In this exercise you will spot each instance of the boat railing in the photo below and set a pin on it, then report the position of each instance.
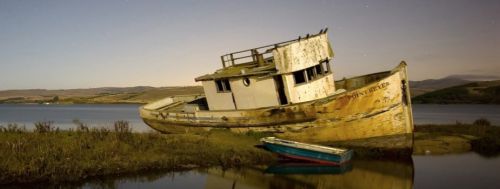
(259, 54)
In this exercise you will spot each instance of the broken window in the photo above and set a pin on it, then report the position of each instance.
(310, 73)
(299, 77)
(319, 71)
(326, 66)
(223, 85)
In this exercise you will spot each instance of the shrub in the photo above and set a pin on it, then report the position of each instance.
(80, 126)
(12, 128)
(44, 126)
(482, 122)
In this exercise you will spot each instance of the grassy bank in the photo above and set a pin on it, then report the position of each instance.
(48, 154)
(480, 137)
(51, 155)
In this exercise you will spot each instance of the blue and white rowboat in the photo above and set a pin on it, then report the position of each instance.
(307, 152)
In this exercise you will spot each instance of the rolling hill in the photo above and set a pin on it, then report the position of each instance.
(481, 92)
(140, 94)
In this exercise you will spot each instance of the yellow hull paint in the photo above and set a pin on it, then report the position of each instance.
(375, 111)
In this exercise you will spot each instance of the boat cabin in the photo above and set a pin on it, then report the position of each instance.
(284, 73)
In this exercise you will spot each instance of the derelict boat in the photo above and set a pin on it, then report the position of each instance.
(307, 152)
(289, 88)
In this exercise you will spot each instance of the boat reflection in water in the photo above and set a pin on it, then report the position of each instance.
(357, 174)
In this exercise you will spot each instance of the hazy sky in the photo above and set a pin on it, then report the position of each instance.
(80, 44)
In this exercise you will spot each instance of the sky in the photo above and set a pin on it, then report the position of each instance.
(63, 44)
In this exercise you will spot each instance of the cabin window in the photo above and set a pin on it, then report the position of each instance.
(319, 70)
(299, 77)
(246, 81)
(223, 85)
(310, 73)
(326, 66)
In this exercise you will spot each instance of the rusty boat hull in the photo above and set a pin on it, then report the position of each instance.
(373, 111)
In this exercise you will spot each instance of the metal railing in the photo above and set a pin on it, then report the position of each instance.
(254, 56)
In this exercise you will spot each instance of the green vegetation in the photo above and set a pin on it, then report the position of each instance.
(486, 92)
(49, 154)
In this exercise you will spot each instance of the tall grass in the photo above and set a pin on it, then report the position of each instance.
(49, 154)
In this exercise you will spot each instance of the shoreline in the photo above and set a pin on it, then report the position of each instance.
(50, 155)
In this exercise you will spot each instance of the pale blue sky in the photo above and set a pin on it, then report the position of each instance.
(79, 44)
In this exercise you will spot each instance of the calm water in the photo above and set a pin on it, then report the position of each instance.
(448, 171)
(105, 115)
(465, 113)
(98, 115)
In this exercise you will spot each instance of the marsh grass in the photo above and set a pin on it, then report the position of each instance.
(51, 155)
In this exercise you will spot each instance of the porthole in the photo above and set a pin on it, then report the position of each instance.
(246, 81)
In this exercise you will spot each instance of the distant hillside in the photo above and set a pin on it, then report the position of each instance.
(482, 92)
(421, 87)
(140, 94)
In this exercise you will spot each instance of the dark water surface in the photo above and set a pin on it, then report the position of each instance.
(468, 170)
(103, 115)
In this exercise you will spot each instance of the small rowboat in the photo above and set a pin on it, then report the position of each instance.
(308, 152)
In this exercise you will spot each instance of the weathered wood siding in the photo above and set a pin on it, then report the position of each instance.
(217, 100)
(311, 90)
(302, 54)
(260, 93)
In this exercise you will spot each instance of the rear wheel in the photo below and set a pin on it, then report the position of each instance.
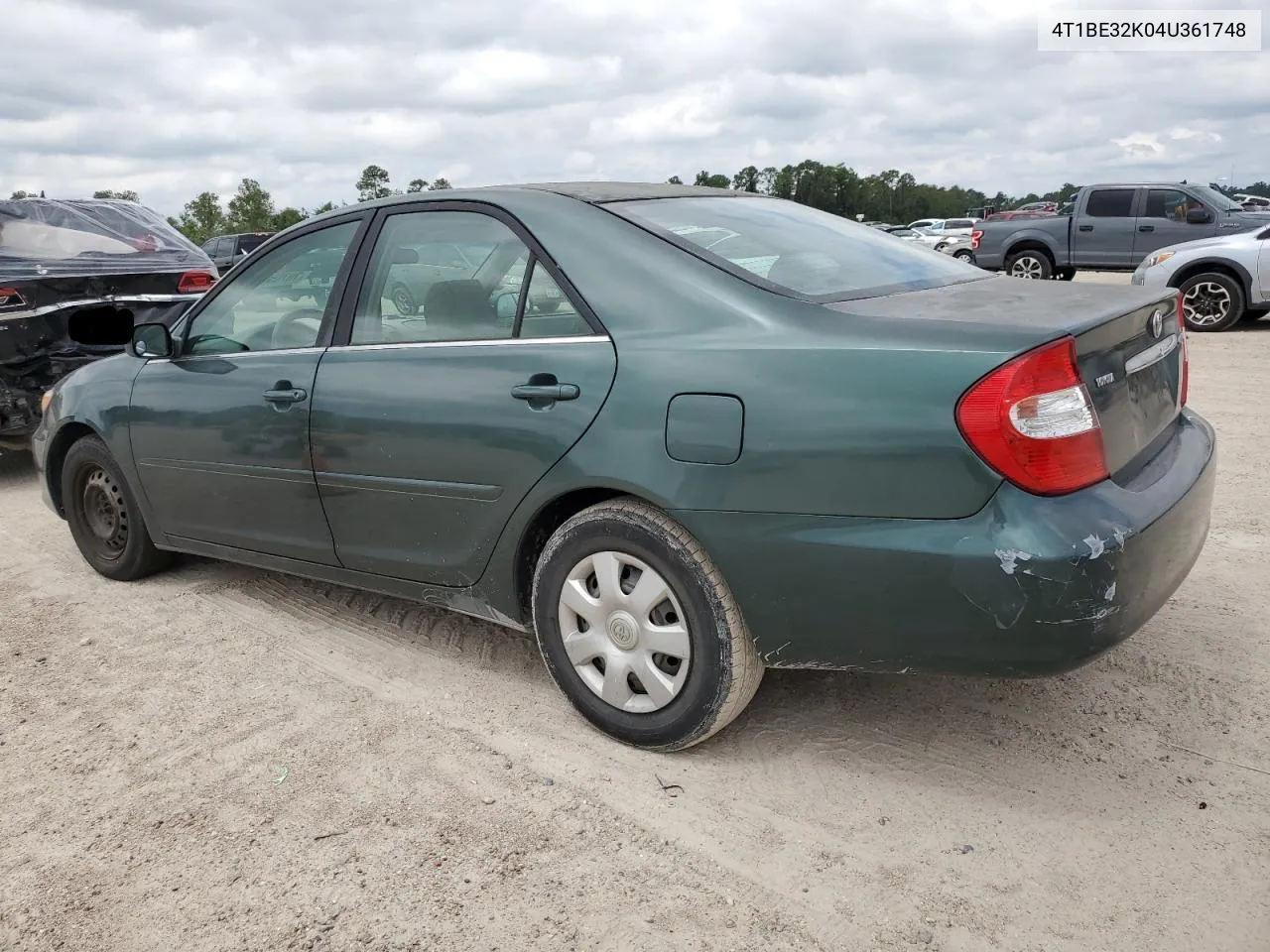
(1211, 301)
(103, 516)
(1034, 266)
(639, 629)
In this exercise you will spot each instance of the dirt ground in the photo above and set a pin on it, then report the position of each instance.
(222, 758)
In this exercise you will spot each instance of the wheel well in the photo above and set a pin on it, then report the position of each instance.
(1030, 246)
(66, 436)
(535, 537)
(1191, 271)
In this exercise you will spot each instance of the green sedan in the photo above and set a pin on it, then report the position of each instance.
(806, 445)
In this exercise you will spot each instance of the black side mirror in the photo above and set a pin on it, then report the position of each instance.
(151, 340)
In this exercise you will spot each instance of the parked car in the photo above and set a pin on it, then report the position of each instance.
(1051, 207)
(875, 457)
(906, 234)
(957, 246)
(227, 250)
(1112, 227)
(948, 227)
(73, 278)
(1222, 280)
(1254, 203)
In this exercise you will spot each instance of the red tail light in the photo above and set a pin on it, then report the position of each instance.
(1033, 421)
(194, 282)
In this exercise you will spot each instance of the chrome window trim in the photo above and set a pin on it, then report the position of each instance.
(475, 341)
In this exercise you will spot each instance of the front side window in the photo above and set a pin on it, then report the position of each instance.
(795, 248)
(277, 301)
(441, 276)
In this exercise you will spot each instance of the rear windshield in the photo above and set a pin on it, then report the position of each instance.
(813, 254)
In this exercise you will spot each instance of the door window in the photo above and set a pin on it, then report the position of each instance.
(277, 301)
(548, 312)
(1110, 203)
(443, 277)
(1169, 203)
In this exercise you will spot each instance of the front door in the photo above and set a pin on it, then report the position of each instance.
(1102, 232)
(431, 426)
(220, 433)
(1164, 221)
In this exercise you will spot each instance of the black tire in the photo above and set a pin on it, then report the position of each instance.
(1030, 263)
(724, 667)
(1211, 302)
(404, 301)
(103, 516)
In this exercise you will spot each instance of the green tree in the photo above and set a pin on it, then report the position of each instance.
(200, 218)
(373, 184)
(250, 208)
(285, 218)
(705, 178)
(746, 179)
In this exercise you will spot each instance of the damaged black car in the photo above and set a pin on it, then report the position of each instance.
(75, 277)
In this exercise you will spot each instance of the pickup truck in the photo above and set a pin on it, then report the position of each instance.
(1109, 229)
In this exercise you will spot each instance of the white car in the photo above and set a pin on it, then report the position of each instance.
(1223, 280)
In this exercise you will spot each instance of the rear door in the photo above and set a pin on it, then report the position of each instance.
(1162, 221)
(1103, 231)
(430, 428)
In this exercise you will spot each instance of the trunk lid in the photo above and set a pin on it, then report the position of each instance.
(1132, 373)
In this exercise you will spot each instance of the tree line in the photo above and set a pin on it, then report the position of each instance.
(889, 195)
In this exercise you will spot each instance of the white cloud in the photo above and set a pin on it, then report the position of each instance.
(175, 96)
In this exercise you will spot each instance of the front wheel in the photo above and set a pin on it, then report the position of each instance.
(103, 516)
(1211, 301)
(1034, 266)
(639, 630)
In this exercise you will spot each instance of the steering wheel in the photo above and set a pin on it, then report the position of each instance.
(290, 325)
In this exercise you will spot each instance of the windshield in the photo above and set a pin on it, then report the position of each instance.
(1210, 195)
(798, 249)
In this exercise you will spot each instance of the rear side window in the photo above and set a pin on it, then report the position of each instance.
(797, 249)
(1110, 203)
(249, 243)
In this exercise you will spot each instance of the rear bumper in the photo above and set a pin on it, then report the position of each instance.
(1026, 587)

# # #

| Written task |
Transcribe every one of the rows above word for word, omitting the pictures.

| Solved problem |
In this exercise you will spot each instance of the boat railing in the photo below and set a pin on it, then report the position of each instance.
(259, 54)
In this exercise you will spot each instance of the broken window in the photo above and set a pin on it, then report the position of each instance.
(310, 73)
(299, 77)
(319, 71)
(326, 66)
(223, 85)
In this exercise you will spot each instance of the shrub in the photo above and set a pin on it, then report the position of each instance.
(80, 126)
(12, 128)
(44, 126)
(482, 122)
In this exercise you will spot each instance of the grassy bank in the photo above and set a pin on it, then report the position of each instance.
(48, 154)
(480, 137)
(51, 155)
In this exercise you will spot each instance of the blue and white rowboat in the photo above and set a pin on it, then report the position of each instance.
(307, 152)
In this exercise you will spot each instance of the rolling hill in the photo above and set a pin on it, then report the position of each instance.
(481, 92)
(140, 94)
In this exercise you will spot each instance of the yellow hull paint in the photo above and set a pin on it, then report the position of each instance.
(375, 111)
In this exercise you will spot each instance of the boat cabin in the photo above and set a pin on it, then report the position of each instance.
(284, 73)
In this exercise you will spot each instance of the derelict boat in the photo above and set a pin on it, then report the position of each instance.
(307, 152)
(289, 88)
In this exercise you will spot each instance of the boat reflection in water in the photo above and set a pin on it, then report the position of each instance.
(357, 174)
In this exercise you will spot each instance of the hazy sky in the photo above and set a pin on it, then report the position of each instance.
(80, 44)
In this exercise you will spot each instance of the sky in the photo above and set a pin on it, then report the position of each instance.
(63, 44)
In this exercise you will spot each instance of the cabin window in the photo above and set a pin on it, then report the position of each instance.
(319, 70)
(299, 77)
(246, 81)
(223, 85)
(310, 73)
(326, 66)
In this exercise you will spot each instance of the rusty boat hull in the photo above and set a pin on it, then report the position of each instance.
(373, 111)
In this exercise you will spot each instance of the metal railing in the photo above and set a pin on it, then report the position of each instance.
(254, 56)
In this exercise you will spot each instance of the green vegetation in the photo above and set a pin on it, then report the position of each instance.
(486, 92)
(49, 154)
In this exercise you will spot each instance of the tall grass in the photo above and set a pin on it, then report the position of each instance.
(49, 154)
In this exercise you will spot each instance of the shoreline in the photo above and set a pin on it, then report the position of each instance.
(50, 155)
In this exercise you will spot each instance of the pale blue sky in the photo above and set a pin on it, then report the position of each instance.
(79, 44)
In this exercise you will spot each instance of the calm water in the photo above and set a pin on it, then report the position of each instance.
(448, 171)
(105, 115)
(465, 113)
(98, 115)
In this exercise you will spot each instance of the marsh grass in the photo above and set a pin on it, then report the position of each instance.
(51, 155)
In this exercise you will spot each instance of the porthole in the photo above and set a pin on it, then report the position of each instance.
(246, 81)
In this exercise you will spot each instance of the distant hillside in the photo above and set a pin on it, then report the position of each instance.
(482, 92)
(421, 87)
(140, 94)
In this exercise you will spot each instance of the dark water surface in the photo above and set a pin on it, then report the position of each instance.
(468, 170)
(103, 115)
In this exercise you will spot each instance of the small rowboat in the photo above and set a pin on it, then report the position of each instance.
(308, 152)
In this exercise you will spot each instance of the weathered wood siding in the photo above and set a pin on it, then report the position of each instance.
(217, 100)
(311, 90)
(302, 54)
(260, 93)
In this exercise you will spot each instance of the rear wheel in the photo below and set a pin on it, then report the position of each instance.
(1211, 301)
(103, 516)
(1034, 266)
(639, 629)
In this exercise you will spot each instance of the dirt ground in the photo above and set a pin on it, then report the position of each instance.
(222, 758)
In this exercise you will spot each instance of the wheel well in the photo above and set a pin on it, then report the position of each instance.
(1030, 246)
(66, 436)
(535, 537)
(1191, 271)
In this exercise you will spot each instance of the green sedan in the photo above and set a pin on it, then report the position of each instance.
(806, 445)
In this exercise you will spot each instance of the black side mirror in the photo above and set a pin on it, then report the position of each instance.
(151, 340)
In this exercise you will spot each instance of the parked car in the photo above and set a pin on it, then report the position of each instance.
(1051, 207)
(875, 457)
(906, 234)
(957, 246)
(227, 250)
(1112, 227)
(948, 227)
(73, 278)
(1222, 280)
(1254, 203)
In this exercise you will spot each instance of the red tail light in the photo above and set a pin on it, then report the position of each instance.
(1033, 421)
(194, 282)
In this exercise you will spot each instance of the chrome window trim in the photo above and set a pin on it, then report the position of each instance.
(475, 341)
In this exercise you will spot each instance of the front side window in the photo above and set a pin on it, then report the position of each instance.
(795, 248)
(277, 301)
(441, 276)
In this exercise you will spot each instance of the rear windshield in the photo above and set a pin on it, then report the position of each instance.
(813, 254)
In this exercise you will spot each instance of the door window in the photo above and set a pin on it, then report the position of each instance.
(277, 301)
(548, 312)
(1110, 203)
(443, 277)
(1169, 203)
In this exercise you will spot each instance of the front door in the photo above and set a pin on it, then report the position of each instance.
(1102, 232)
(431, 426)
(220, 433)
(1164, 221)
In this exercise you will spot each instance of the black tire in the photo above and set a pin on it, then report the position of each instance.
(1030, 263)
(724, 667)
(1211, 302)
(404, 301)
(103, 516)
In this exercise you will spot each instance of the green tree in the photo above and set a pin on it, then report the position of each instance.
(200, 218)
(373, 184)
(250, 208)
(285, 218)
(705, 178)
(746, 179)
In this exercise you will spot each instance of the damaged black car in the photo above and set a pin on it, then report the position of each instance.
(75, 277)
In this exercise you will spot each instance of the pickup truck in the photo above and set a pin on it, then report the position of each instance.
(1109, 229)
In this exercise you will spot each instance of the white car in the photo above and set a pin on it, then report the position of each instance.
(1223, 280)
In this exercise you will spot each instance of the rear door in the photo above and set a pin on it, then report the position of each instance.
(1162, 221)
(1103, 231)
(430, 428)
In this exercise you will spot each instance of the trunk lid in the photo above and set a pin on it, then report the position of each instance.
(1132, 373)
In this exercise you will spot each instance of the tree line in the photo above and set a pin on it, then report the position of each instance.
(889, 195)
In this exercise you will spot each instance of the white cloud in the photo above and set a pin on it, then report the position of each instance.
(175, 96)
In this exercise you will spot each instance of the front wheel in the photo above and set a pin on it, then report the position of each instance.
(103, 516)
(1211, 301)
(1034, 266)
(639, 630)
In this exercise you will spot each instance of the steering wheel in the photo above and set a pin on it, then report the position of each instance.
(290, 325)
In this exercise you will spot each instance of the windshield in the photo above and set a pin on it, then report the position of each instance.
(1210, 195)
(798, 249)
In this exercise you will spot each instance of the rear side window in the photo above and set a pin on it, then report the position of each instance.
(797, 249)
(1110, 203)
(249, 243)
In this exercise you will spot each instance of the rear bumper in the photo above and set a pin on it, then report the position of each instance.
(1026, 587)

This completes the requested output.